### Object pointing dataset rows

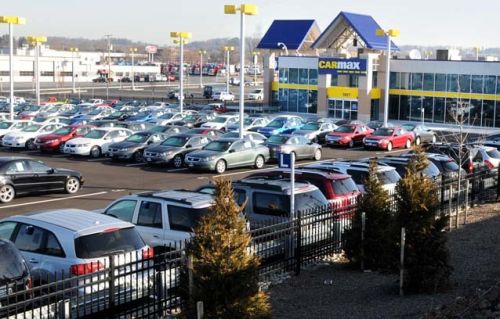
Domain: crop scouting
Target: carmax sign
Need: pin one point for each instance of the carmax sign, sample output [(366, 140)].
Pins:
[(341, 66)]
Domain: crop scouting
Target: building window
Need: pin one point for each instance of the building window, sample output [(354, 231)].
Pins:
[(428, 82)]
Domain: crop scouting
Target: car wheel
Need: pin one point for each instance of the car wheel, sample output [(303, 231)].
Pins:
[(95, 152), (317, 154), (30, 144), (7, 193), (137, 157), (259, 162), (72, 185), (178, 161), (220, 166), (408, 144), (389, 146)]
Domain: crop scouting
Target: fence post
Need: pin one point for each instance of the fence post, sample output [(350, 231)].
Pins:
[(298, 257), (363, 220), (402, 261)]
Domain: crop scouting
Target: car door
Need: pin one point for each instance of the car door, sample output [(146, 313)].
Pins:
[(150, 222), (23, 179)]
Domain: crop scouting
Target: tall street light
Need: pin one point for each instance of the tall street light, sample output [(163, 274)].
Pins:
[(228, 50), (245, 9), (73, 52), (181, 38), (35, 42), (255, 55), (132, 53), (389, 34), (11, 20), (202, 52)]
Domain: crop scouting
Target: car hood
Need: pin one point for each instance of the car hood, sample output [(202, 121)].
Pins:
[(204, 153)]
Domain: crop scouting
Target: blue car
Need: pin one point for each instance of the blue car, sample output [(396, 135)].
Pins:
[(284, 124)]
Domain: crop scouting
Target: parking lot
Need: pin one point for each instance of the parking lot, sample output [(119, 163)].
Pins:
[(106, 180)]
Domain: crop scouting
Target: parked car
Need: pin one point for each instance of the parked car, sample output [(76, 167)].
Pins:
[(174, 149), (316, 131), (55, 141), (285, 124), (421, 133), (21, 176), (348, 135), (25, 138), (228, 153), (96, 142), (297, 144), (132, 148), (388, 138)]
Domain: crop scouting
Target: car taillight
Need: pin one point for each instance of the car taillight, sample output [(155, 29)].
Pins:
[(489, 164), (148, 253), (88, 268)]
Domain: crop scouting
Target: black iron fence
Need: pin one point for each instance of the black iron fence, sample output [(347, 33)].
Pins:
[(135, 285)]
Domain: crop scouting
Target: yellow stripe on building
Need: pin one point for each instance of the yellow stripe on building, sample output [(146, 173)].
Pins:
[(456, 95)]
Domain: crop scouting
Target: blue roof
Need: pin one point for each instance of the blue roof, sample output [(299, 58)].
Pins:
[(291, 32), (365, 27)]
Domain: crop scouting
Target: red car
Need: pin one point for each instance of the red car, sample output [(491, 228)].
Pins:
[(387, 138), (348, 135), (55, 141)]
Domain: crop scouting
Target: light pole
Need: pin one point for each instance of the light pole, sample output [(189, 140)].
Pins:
[(389, 34), (255, 55), (132, 53), (36, 41), (181, 38), (73, 52), (11, 20), (228, 50), (245, 9), (202, 52)]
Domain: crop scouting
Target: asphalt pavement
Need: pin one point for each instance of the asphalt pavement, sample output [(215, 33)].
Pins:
[(106, 180)]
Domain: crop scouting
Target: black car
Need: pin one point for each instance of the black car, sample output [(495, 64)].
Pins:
[(21, 175), (15, 276), (174, 148)]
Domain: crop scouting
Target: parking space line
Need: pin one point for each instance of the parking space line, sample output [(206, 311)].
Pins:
[(53, 200)]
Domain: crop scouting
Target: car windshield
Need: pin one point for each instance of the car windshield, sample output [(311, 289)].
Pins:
[(344, 186), (32, 128), (277, 123), (5, 125), (95, 134), (388, 177), (108, 242), (12, 265), (137, 138), (176, 141), (345, 129), (217, 146), (311, 127), (383, 131), (277, 139), (63, 131)]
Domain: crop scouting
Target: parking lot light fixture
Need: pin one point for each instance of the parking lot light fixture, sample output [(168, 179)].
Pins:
[(202, 53), (390, 33), (36, 42), (73, 52), (181, 38), (228, 50), (11, 20), (244, 9), (132, 53)]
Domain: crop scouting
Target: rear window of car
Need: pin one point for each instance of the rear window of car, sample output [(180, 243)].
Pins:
[(344, 186), (12, 265), (108, 243)]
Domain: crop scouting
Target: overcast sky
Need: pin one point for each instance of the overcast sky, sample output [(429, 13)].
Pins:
[(422, 22)]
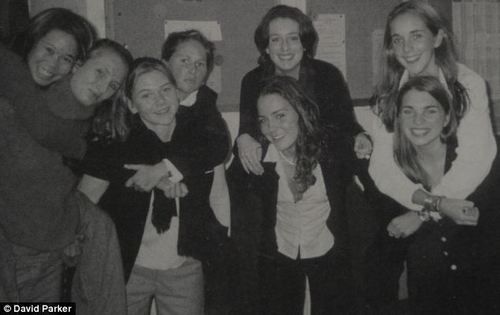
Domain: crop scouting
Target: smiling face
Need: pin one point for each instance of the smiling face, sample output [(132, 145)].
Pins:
[(422, 119), (413, 44), (154, 98), (285, 48), (98, 78), (189, 66), (279, 122), (52, 57)]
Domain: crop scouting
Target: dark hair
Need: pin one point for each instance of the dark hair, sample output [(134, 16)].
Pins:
[(307, 33), (56, 19), (111, 45), (176, 38), (114, 119), (386, 90), (308, 144), (405, 153)]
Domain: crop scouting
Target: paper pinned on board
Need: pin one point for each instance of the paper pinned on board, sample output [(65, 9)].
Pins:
[(377, 49), (214, 81), (331, 45), (211, 29)]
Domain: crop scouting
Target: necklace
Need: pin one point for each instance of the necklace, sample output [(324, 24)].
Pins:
[(286, 159)]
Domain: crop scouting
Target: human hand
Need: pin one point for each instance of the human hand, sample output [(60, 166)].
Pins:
[(404, 225), (462, 212), (146, 177), (362, 146), (250, 152), (172, 190), (73, 251)]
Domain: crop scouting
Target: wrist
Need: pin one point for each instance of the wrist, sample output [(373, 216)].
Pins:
[(432, 203)]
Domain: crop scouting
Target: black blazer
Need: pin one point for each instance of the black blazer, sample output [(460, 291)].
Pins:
[(321, 81), (199, 231), (254, 199), (206, 132)]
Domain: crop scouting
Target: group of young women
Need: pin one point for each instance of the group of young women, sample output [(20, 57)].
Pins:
[(153, 159)]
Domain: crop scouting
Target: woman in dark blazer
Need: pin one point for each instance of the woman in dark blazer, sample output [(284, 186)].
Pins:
[(452, 261), (293, 215), (286, 39)]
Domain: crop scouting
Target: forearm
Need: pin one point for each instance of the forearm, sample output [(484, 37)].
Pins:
[(475, 154), (386, 174)]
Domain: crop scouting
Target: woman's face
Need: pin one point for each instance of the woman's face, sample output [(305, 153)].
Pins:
[(285, 48), (422, 118), (189, 66), (279, 122), (154, 98), (52, 57), (413, 44)]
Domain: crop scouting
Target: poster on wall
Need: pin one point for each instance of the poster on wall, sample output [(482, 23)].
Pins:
[(212, 30), (331, 45)]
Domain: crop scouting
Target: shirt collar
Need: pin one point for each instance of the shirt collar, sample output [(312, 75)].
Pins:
[(190, 99), (272, 154)]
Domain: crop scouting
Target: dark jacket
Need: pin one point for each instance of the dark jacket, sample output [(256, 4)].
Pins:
[(199, 230), (254, 198), (321, 81), (38, 127), (212, 141)]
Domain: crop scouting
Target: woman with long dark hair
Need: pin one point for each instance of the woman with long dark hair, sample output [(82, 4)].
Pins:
[(451, 265)]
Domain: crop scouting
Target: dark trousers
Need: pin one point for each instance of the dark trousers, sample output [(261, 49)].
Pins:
[(282, 283), (442, 271)]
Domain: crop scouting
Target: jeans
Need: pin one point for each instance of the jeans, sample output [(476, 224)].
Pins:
[(177, 291), (28, 275)]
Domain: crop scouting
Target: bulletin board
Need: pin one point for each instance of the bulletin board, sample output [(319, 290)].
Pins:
[(140, 25)]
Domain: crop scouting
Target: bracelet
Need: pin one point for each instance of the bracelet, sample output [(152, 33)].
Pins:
[(424, 215), (433, 203)]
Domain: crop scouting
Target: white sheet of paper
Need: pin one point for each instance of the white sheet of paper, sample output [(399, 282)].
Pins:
[(331, 45), (215, 79), (211, 29), (377, 48)]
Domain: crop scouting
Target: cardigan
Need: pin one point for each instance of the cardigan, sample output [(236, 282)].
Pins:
[(474, 134), (321, 81), (36, 206), (475, 248), (200, 233), (254, 197), (212, 142)]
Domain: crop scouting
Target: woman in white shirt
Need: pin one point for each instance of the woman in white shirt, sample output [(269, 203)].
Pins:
[(295, 210), (417, 41)]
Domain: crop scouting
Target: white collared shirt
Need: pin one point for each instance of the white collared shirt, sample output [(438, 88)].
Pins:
[(159, 251), (475, 152), (301, 226), (190, 99)]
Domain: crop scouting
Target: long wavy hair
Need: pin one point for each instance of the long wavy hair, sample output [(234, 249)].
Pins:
[(114, 120), (405, 153), (386, 91), (309, 140), (307, 33), (56, 19)]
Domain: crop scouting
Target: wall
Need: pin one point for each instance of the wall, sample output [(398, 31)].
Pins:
[(139, 24)]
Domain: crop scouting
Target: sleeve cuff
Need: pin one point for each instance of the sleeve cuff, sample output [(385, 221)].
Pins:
[(173, 173)]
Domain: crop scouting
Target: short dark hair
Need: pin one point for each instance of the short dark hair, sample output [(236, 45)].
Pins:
[(56, 19), (176, 38), (108, 44), (308, 35)]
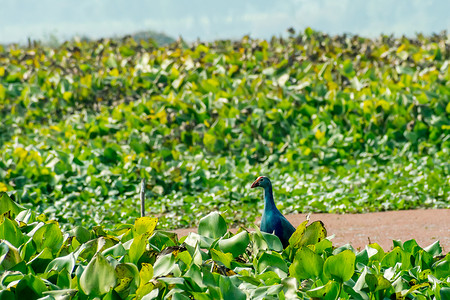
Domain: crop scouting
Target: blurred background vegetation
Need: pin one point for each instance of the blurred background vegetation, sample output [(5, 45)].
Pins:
[(339, 123)]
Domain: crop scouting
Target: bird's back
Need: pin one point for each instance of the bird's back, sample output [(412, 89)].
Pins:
[(274, 222)]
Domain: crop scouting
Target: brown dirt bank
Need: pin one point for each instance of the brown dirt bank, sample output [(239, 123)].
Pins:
[(424, 225)]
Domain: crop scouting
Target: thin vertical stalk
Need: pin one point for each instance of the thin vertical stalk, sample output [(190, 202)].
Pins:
[(143, 197)]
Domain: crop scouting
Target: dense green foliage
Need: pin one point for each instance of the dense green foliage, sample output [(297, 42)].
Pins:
[(339, 124), (39, 260)]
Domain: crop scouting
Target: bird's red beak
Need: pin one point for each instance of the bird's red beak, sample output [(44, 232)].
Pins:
[(255, 183)]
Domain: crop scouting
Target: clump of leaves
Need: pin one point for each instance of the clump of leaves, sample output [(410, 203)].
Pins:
[(364, 122), (135, 261)]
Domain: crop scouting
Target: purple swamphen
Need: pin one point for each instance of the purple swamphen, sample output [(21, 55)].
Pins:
[(273, 221)]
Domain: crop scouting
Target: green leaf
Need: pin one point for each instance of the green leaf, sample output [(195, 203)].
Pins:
[(441, 269), (10, 231), (213, 226), (98, 278), (145, 225), (48, 236), (314, 233), (209, 140), (328, 291), (30, 287), (225, 258), (434, 249), (81, 234), (271, 260), (272, 241), (235, 245), (7, 204), (9, 256), (376, 255), (137, 248), (163, 265), (296, 237), (376, 282), (60, 263), (306, 264), (128, 279), (340, 267), (229, 290)]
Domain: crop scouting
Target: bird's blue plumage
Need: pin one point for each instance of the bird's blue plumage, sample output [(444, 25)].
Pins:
[(272, 220)]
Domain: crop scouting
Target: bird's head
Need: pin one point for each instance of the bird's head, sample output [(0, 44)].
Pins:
[(261, 181)]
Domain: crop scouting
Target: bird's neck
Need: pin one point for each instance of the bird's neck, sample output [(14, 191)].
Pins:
[(269, 204)]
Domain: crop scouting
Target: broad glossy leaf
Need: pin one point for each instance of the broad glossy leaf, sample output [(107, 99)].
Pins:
[(341, 266), (98, 278), (48, 236), (235, 245), (327, 291), (10, 231), (306, 264), (7, 204), (213, 226), (145, 225), (30, 287), (376, 282), (225, 258)]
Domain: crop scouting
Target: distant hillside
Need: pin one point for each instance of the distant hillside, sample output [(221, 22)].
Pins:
[(160, 38)]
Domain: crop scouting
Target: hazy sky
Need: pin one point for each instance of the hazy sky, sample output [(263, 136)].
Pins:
[(210, 20)]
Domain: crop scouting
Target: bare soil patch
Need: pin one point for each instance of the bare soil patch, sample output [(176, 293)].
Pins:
[(424, 225)]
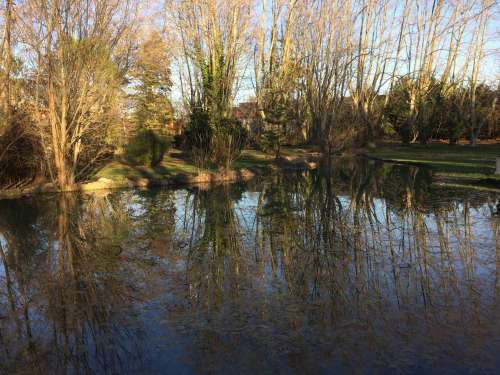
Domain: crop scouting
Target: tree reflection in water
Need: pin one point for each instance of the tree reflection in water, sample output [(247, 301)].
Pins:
[(360, 266)]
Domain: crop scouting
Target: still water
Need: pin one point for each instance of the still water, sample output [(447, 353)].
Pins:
[(358, 267)]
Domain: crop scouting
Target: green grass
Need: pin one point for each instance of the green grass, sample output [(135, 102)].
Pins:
[(175, 162), (454, 162), (172, 164)]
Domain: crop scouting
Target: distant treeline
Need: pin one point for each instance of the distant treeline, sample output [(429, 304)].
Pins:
[(83, 81)]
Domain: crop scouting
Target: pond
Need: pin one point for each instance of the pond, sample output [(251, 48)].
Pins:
[(357, 267)]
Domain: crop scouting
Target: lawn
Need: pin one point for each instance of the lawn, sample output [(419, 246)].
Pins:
[(460, 162), (175, 162)]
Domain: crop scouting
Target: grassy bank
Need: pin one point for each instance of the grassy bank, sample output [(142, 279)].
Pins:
[(459, 163), (176, 169)]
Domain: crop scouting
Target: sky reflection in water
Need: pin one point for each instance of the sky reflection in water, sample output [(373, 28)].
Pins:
[(359, 267)]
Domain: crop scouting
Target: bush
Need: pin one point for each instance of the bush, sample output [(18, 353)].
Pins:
[(146, 148), (218, 141)]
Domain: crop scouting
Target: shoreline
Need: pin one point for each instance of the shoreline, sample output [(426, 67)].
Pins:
[(204, 177)]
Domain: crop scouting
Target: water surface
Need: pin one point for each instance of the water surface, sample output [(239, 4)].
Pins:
[(358, 267)]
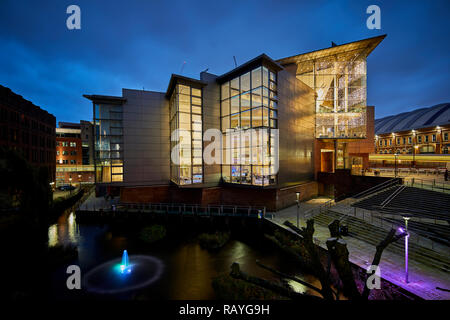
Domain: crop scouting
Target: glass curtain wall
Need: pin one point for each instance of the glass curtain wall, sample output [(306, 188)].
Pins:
[(248, 118), (340, 86), (108, 143), (186, 130)]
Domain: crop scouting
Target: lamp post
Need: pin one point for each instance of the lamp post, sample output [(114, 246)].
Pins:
[(414, 154), (395, 162), (406, 249), (297, 194)]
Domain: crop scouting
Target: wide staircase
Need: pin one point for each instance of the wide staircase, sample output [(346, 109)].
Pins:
[(435, 205), (371, 234)]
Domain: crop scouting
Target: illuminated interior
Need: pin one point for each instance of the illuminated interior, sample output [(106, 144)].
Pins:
[(248, 118), (186, 115), (339, 82), (108, 143)]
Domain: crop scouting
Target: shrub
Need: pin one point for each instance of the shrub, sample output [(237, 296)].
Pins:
[(213, 240), (152, 233)]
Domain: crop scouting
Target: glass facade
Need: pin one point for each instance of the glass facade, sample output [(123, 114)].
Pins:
[(186, 127), (339, 83), (108, 144), (249, 116)]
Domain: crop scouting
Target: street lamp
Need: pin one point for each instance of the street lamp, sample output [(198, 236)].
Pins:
[(406, 249), (395, 161), (414, 154), (297, 194)]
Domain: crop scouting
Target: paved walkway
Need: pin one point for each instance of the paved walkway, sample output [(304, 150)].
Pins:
[(423, 278)]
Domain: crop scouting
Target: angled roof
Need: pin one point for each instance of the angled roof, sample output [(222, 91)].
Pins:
[(176, 78), (365, 46), (105, 99), (262, 59), (437, 115)]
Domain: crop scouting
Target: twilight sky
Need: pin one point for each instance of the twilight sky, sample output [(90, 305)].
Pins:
[(137, 44)]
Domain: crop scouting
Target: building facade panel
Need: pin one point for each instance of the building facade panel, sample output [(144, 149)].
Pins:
[(27, 129)]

### Challenge
Copy the listing word for word, starting at its first line and ending at the line that contains "[(341, 66)]", with both ends included. Leave the pictures out.

### Exercise solution
Domain: crop scouting
Target: carmax sign
Need: pin one point for each instance of the carmax sign, sample output [(366, 140)].
Pins:
[(341, 66)]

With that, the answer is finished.